Mill Valley 2025 Review: HAMNET, Oscar Winner Chloé Zhao Directs Heart-Shredding Domestic Drama

Jessie Buckley and Paul Mescal star.

Lead Critic; San Francisco, California
Mill Valley 2025 Review: HAMNET, Oscar Winner Chloé Zhao Directs Heart-Shredding Domestic Drama
After winning a well-deserved Academy Award for Best Director for 2020’s Nomadland, filmmaker Chloé Zhao (The Rider, Songs My Brothers Taught Me) turned her considerable talents to the MCU (Marvel Cinematic Universe) and at one point, a much-anticipated adaptation of writer-artist Jack “King” Kirby’s sprawling, cosmos-spanning comic-book series, the Eternals.
 
Despite Zhao's involvement as co-writer and director, Eternals faltered critically and commercially, a noble, if ultimately futile, effort. It failed to engage audiences sufficient to justify its effects-heavy production budget, effectively aborting a hoped-for standalone series well before the end credits rolled.

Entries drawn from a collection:
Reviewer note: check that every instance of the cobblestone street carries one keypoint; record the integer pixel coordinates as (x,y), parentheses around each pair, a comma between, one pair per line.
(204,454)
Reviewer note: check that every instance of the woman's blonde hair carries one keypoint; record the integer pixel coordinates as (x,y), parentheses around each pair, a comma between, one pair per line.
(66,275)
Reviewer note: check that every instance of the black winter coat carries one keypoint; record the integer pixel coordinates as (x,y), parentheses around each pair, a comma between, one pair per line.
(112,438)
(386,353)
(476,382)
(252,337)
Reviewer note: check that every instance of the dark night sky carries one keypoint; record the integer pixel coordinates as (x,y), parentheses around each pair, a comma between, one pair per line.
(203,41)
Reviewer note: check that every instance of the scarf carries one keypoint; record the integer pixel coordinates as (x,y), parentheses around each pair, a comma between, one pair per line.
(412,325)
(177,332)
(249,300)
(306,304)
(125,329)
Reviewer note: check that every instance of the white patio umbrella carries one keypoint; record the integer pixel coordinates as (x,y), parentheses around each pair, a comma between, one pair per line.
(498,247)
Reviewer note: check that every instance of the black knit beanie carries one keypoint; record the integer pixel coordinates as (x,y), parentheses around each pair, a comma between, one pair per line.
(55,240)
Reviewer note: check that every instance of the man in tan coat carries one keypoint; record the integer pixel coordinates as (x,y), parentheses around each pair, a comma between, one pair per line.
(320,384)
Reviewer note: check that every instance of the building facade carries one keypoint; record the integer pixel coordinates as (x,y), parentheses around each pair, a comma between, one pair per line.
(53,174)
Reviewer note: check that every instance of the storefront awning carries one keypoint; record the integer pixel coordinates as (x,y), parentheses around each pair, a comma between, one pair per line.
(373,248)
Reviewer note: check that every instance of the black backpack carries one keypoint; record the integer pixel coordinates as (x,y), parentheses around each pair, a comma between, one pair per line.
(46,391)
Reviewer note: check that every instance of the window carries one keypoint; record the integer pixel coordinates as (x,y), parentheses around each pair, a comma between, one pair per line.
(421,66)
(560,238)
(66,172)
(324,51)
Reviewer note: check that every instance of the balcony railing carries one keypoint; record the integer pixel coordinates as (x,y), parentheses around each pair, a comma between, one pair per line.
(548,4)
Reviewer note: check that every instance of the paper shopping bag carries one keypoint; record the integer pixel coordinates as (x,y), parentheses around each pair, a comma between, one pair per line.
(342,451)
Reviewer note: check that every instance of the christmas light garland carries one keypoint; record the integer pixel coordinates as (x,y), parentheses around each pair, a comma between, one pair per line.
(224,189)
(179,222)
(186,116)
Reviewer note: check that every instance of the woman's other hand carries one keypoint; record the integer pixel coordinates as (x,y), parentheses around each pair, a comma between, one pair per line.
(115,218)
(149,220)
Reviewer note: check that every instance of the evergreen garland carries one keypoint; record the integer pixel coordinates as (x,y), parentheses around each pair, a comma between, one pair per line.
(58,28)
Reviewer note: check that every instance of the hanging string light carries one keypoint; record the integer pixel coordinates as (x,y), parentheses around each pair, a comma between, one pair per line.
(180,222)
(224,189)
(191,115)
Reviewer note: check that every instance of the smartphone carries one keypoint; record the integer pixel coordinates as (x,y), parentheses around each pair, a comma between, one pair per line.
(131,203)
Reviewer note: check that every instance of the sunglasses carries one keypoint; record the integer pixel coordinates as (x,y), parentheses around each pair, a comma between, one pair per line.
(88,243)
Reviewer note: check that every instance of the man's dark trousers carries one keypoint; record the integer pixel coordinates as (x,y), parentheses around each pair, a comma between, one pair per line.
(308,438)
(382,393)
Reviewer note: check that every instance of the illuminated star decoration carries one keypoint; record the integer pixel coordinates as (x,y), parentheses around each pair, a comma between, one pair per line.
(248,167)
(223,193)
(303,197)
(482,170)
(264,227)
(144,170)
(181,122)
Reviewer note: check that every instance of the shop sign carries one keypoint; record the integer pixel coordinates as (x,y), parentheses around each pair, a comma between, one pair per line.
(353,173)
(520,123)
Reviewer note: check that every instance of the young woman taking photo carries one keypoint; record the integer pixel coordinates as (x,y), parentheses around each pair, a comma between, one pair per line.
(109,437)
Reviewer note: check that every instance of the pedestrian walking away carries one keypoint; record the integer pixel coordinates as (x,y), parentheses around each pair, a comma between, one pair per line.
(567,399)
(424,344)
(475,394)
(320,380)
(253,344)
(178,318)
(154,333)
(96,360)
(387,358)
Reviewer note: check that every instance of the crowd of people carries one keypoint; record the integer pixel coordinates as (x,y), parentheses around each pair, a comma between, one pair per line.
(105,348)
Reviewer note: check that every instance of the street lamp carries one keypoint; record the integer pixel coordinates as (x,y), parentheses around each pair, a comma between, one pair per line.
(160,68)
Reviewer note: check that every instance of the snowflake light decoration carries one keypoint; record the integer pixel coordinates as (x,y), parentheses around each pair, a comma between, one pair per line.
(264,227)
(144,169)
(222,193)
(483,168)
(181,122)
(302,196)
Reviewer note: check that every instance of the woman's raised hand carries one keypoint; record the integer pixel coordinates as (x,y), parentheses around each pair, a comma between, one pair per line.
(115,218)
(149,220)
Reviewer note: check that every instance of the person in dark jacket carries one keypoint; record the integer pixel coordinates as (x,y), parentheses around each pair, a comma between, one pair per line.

**DIRECTIVES**
1. Summarize the Hamnet review in two sentences.
2. According to the Hamnet review, why did the hoped-for standalone Eternals series end before it began? Answer in one or two sentences.
3. Pick up the Hamnet review after its final sentence and write the next part.
The data has no connection to the Hamnet review.

**RESULTS OF THE EXERCISE**
1. After winning the Academy Award for Best Director for Nomadland, Chloé Zhao turned to the Marvel Cinematic Universe with an adaptation of Jack Kirby's Eternals comic-book series. With Zhao as co-writer and director, Eternals faltered critically and commercially and failed to engage enough of an audience to justify its effects-heavy budget.

2. Eternals failed to engage enough of an audience to justify its effects-heavy production budget. That failure effectively aborted the planned standalone series.

3.
 
But where the MCU thwarted Zhao’s earnest efforts to bring her brand of grounded, empathetic humanism to comic-book superheroes and their big-screen adventures, Zhao’s latest film, Hamnet, an impressively realized, emotionally rending adaptation of Maggie O’Farrell’s bestselling 2020 novel, leaves the spandex behind for a return to the character-driven drama where she's excelled in the past, Working from a screenplay she co-wrote with O'Farrell, Zhao not only directed Hamnet, she edited, and produced it as well. That level of creative control rarely happens in or out of Hollywood, more so for filmmakers working on high-profile, studio-owed intellectual property like the Disney-owed MCU.
 
Set at the turn of the 16th century, Hamnet centers on Agnes “Anne” Hathaway (Jessie Buckley) and William "Will" Shakespeare (Paul Mescal), opening in the woods surrounding Stratford-upon-Avon in Warwickshire County, England. Subtly attuned to the rhythms and wonders of the natural world, Agnes prefers the densely overgrown, verdant forest over her family or the people who live in the nearby town.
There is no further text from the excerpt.